■ **Your goal**: Copy out every item below, swapping "dropping a single marker" for "placing one marker" wherever it occurs and leaving all other text unchanged.

****************************************

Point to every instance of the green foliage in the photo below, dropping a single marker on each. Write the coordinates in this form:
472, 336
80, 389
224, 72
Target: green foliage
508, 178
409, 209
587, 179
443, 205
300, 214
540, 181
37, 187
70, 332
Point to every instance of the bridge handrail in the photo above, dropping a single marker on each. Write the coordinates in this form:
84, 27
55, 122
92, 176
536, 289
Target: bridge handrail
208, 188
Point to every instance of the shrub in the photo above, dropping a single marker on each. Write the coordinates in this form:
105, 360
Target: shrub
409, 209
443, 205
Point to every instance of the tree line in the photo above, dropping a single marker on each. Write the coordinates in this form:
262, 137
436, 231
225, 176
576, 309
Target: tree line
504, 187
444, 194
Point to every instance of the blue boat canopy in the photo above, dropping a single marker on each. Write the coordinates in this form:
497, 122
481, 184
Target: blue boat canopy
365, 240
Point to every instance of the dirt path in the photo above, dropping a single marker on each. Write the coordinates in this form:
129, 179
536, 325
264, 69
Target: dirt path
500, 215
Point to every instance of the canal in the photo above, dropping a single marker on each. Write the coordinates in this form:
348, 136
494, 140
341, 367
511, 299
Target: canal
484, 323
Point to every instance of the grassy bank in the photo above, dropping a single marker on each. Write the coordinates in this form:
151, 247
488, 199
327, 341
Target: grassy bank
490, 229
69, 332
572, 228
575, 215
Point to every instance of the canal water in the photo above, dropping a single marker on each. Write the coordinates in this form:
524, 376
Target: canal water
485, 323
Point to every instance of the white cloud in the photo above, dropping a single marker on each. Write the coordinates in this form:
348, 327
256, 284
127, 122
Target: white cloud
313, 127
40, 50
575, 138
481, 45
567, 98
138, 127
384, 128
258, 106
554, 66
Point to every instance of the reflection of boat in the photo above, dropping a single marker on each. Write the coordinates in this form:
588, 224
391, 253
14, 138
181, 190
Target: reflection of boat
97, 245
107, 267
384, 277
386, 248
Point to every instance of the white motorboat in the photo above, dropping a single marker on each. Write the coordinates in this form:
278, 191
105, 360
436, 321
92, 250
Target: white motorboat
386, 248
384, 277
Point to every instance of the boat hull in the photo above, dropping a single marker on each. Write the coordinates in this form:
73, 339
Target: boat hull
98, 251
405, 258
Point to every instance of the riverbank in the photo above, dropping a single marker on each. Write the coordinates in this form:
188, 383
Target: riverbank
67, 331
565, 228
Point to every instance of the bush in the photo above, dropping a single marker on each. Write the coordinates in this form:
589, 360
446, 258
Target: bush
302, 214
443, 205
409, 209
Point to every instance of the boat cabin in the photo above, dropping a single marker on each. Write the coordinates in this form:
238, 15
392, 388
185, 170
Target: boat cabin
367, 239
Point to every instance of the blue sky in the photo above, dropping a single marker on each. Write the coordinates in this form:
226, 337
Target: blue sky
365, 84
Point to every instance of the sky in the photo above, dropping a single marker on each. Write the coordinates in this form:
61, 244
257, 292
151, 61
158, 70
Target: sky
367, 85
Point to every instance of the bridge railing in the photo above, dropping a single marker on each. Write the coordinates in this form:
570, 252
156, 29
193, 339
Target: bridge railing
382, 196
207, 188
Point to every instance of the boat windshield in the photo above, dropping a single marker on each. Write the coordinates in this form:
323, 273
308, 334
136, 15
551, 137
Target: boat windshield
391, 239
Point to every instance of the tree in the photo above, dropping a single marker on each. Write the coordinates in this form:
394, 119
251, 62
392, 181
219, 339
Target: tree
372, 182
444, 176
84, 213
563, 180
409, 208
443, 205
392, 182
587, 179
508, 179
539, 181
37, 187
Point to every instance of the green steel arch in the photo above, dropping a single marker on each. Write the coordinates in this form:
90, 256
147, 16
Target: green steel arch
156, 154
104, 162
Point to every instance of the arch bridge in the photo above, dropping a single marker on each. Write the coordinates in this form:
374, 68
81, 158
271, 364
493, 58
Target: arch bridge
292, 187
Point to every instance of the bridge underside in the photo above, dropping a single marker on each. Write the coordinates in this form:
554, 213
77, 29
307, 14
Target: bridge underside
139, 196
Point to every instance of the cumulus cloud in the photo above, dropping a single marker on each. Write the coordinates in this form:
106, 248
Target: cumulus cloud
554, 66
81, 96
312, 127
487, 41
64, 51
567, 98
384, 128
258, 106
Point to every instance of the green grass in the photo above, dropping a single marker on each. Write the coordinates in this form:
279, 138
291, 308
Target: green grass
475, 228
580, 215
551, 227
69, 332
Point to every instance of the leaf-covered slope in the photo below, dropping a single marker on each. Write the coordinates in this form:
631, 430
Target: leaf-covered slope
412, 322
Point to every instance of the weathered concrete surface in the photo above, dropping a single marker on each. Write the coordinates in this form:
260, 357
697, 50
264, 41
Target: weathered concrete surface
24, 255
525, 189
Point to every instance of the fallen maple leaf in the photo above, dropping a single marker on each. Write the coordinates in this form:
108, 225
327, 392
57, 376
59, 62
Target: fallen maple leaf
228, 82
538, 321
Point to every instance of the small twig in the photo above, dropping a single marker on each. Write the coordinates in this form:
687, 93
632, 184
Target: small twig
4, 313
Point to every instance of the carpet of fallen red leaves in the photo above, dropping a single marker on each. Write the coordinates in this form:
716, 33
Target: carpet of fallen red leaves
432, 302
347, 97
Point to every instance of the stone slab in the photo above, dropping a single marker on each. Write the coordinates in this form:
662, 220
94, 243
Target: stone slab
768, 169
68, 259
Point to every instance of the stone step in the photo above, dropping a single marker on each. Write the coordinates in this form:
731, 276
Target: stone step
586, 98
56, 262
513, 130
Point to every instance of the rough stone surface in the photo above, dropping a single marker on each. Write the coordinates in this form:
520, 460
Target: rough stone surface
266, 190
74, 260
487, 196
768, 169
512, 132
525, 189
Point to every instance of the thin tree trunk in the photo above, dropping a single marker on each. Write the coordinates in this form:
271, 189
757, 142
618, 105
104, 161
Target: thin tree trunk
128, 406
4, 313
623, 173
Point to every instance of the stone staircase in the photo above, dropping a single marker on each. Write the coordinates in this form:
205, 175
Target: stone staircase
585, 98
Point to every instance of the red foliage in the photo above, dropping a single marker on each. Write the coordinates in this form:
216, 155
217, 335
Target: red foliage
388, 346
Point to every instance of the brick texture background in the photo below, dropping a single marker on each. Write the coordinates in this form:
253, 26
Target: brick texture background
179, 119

****************************************

■ **Task solution**:
Point to every instance of the green foliage in the photo below, placing one marker on each. Write the coordinates in this form:
472, 336
80, 389
224, 72
Target: green foliage
508, 178
409, 209
587, 179
443, 205
300, 214
540, 181
37, 187
70, 332
Point to every instance of the bridge handrail in the photo above, placing one marker on each. Write the coordinates in this form:
84, 27
55, 122
92, 176
536, 289
Target: bridge handrail
208, 188
Point to every instance of the shrub in the photo above, placing one marker on each. Write the coordinates in this form:
105, 360
Target: shrub
409, 209
443, 205
Point to every instance of the tree line in the photo above, placing one marker on each. Write the coordinates in this form:
262, 137
436, 231
225, 176
576, 309
Target: tree line
504, 187
444, 194
Point to every instance of the blue boat canopy in the photo above, placing one marker on each. Write the coordinates in this form:
497, 122
481, 184
Target: blue boat canopy
365, 240
Point to every instance of the dirt path in the photo above, placing one marker on each. Write the coordinates in this form:
129, 179
536, 325
264, 69
Target: dirt path
500, 215
Point to every instance of the canal in the photo above, placing one marker on each. Write the coordinates in this form:
348, 136
494, 140
341, 367
511, 299
Target: canal
484, 323
Point to every instance of the grassy bank in the photo above, placing one marker on each. Write the coordinates in this form:
151, 247
488, 199
327, 341
Target: grassy bank
490, 229
69, 332
572, 228
575, 215
Point to every instance of the canal water in the photo above, placing one marker on each. Write the coordinates in this form:
524, 376
Target: canal water
485, 323
Point to every instance of the white cloud in the photo above, placing one marker on each. Write the coordinates in this form:
348, 327
256, 284
127, 122
Target: white cloud
313, 127
40, 50
575, 138
481, 45
567, 98
138, 127
384, 128
258, 106
554, 66
Point to every instance of the reflection of boat in the photo above, placing one marker on each. Write the coordinates in this form:
588, 224
391, 253
14, 138
181, 190
Target: reflection of boat
97, 245
107, 267
384, 277
386, 248
Point to every instance of the white motorboat in the photo above, placing one marker on each. Write the coordinates in this form:
278, 191
105, 360
436, 321
92, 250
Target: white motorboat
386, 248
384, 277
Point to every instance of the boat hull in the photo above, placing one marker on each. Write the coordinates in this form:
73, 339
Target: boat hull
98, 251
405, 258
Point to every instance of the riverbank in the photo above, placing one marker on each. Write the coordinates in this form:
188, 383
Target: riverbank
67, 331
565, 228
Point to every instance of the bush in the photo above, placing one marker on each. Write the coordinates in this form:
589, 360
446, 258
Target: bush
302, 214
443, 205
409, 209
Point to every instance of the boat cabin in the photo above, placing one marker on each. Write the coordinates in this form:
238, 15
392, 388
185, 170
Target: boat cabin
367, 239
Point to every instance of the blue sky in the photo above, placing one marker on each. Write the coordinates in this form:
226, 337
Target: blue sky
365, 84
Point to every instance of the sky in the photo above, placing one marker on each. Write the coordinates in this form:
61, 244
257, 292
151, 61
158, 70
Target: sky
367, 85
Point to every instance of the bridge railing in the photo above, placing one marker on each. Write the coordinates in this form:
570, 252
156, 29
193, 339
Target: bridge railing
382, 196
207, 188
Point to every instance of the boat windshield in the photo above, placing one marker on each. Write the coordinates in this form:
323, 273
308, 334
136, 15
551, 137
Target: boat windshield
391, 239
Point to every instance of the tree in the photo above, placing one marker on each. Write the coordinates in this form:
394, 119
251, 62
392, 181
219, 339
Target: tree
372, 182
444, 176
84, 213
563, 180
409, 208
443, 205
392, 182
587, 179
508, 179
539, 181
37, 187
Point to every instance of the green steel arch in the photo above, placing one marker on each. Write the coordinates in this form:
90, 256
147, 16
Target: green steel arch
156, 154
104, 162
Point to every instance of the arch bridge in the photo above, placing one marker on each. Write the coordinates in this form:
374, 68
81, 158
271, 364
493, 58
Target: arch bridge
292, 187
Point to every instance of the bridge underside in the photo above, placing one marker on each. Write the coordinates in this form:
554, 213
77, 29
307, 14
Target: bridge underside
139, 196
Point to every instance of the cumulus cloud in the photo above, placing one marker on each. Write the coordinates in this form:
106, 248
Target: cumulus cloud
554, 66
81, 96
312, 127
487, 41
64, 51
567, 98
384, 128
258, 106
Point to every instance of the green grass in the photo above, placing one marker on each. Write the coordinates in this form:
279, 138
291, 308
Target: green grass
475, 228
580, 215
551, 227
69, 332
Point to every instance of the leaf-covered slope in the photo below, placing one marker on each. Write the coordinates in this form:
631, 430
Target: leaf-covered slope
412, 322
Point to every instance of the weathered concrete surface in the photo above, placing one marker on each. Write the coordinates in this form:
260, 357
697, 50
264, 41
Target: weathered concrete surface
24, 255
525, 189
Point to every instance of the fallen maple leaf in the photo above, placing one marker on each. Write the coordinates in this form:
108, 225
327, 392
57, 376
59, 62
Target: fallen maple leaf
228, 82
538, 321
Point to every instance of the small twig in the photo above, placing one marker on each. Write the coordinates in this form:
687, 93
632, 184
Target: small twig
4, 313
Point to every instance of the carpet of fallen red leaves in the photo above, placing one marker on each. Write the coordinates in this form:
716, 33
Target: carpet of fallen red leaves
432, 302
347, 97
Point to every instance of the stone slab in the photo above, placing one marker on each. Write the coordinates in this form:
662, 220
94, 243
Target: stone slab
768, 169
68, 259
Point to every instance of the stone step in the photo above, placing one marker on each. Write the coordinates in this form:
731, 276
Target: stone step
586, 98
56, 262
513, 130
Point to every instance of the rough stone surface in the photo above, placing one marker on each. Write the coordinates in this form:
520, 460
Target: rough stone surface
266, 190
74, 260
487, 196
768, 169
512, 132
525, 189
Point to every instance of the thin tree trunk in the photo above, placing one marker on each. Write the coordinates in this form:
271, 189
757, 142
618, 105
104, 161
Target: thin tree trunk
128, 406
4, 313
623, 173
Point to every instance of the stone staircase in the photo above, placing one marker on each. Write the coordinates in this form:
205, 175
Target: stone staircase
585, 98
Point to every instance of the red foliage in the photo above, placing one marker on each. Write the coordinates in this form:
216, 155
217, 335
Target: red foliage
388, 346
Point to every instance of the brick texture background in the photo below, placing one marker on each. Write the coordinates in this form:
253, 26
Target: brick texture background
179, 119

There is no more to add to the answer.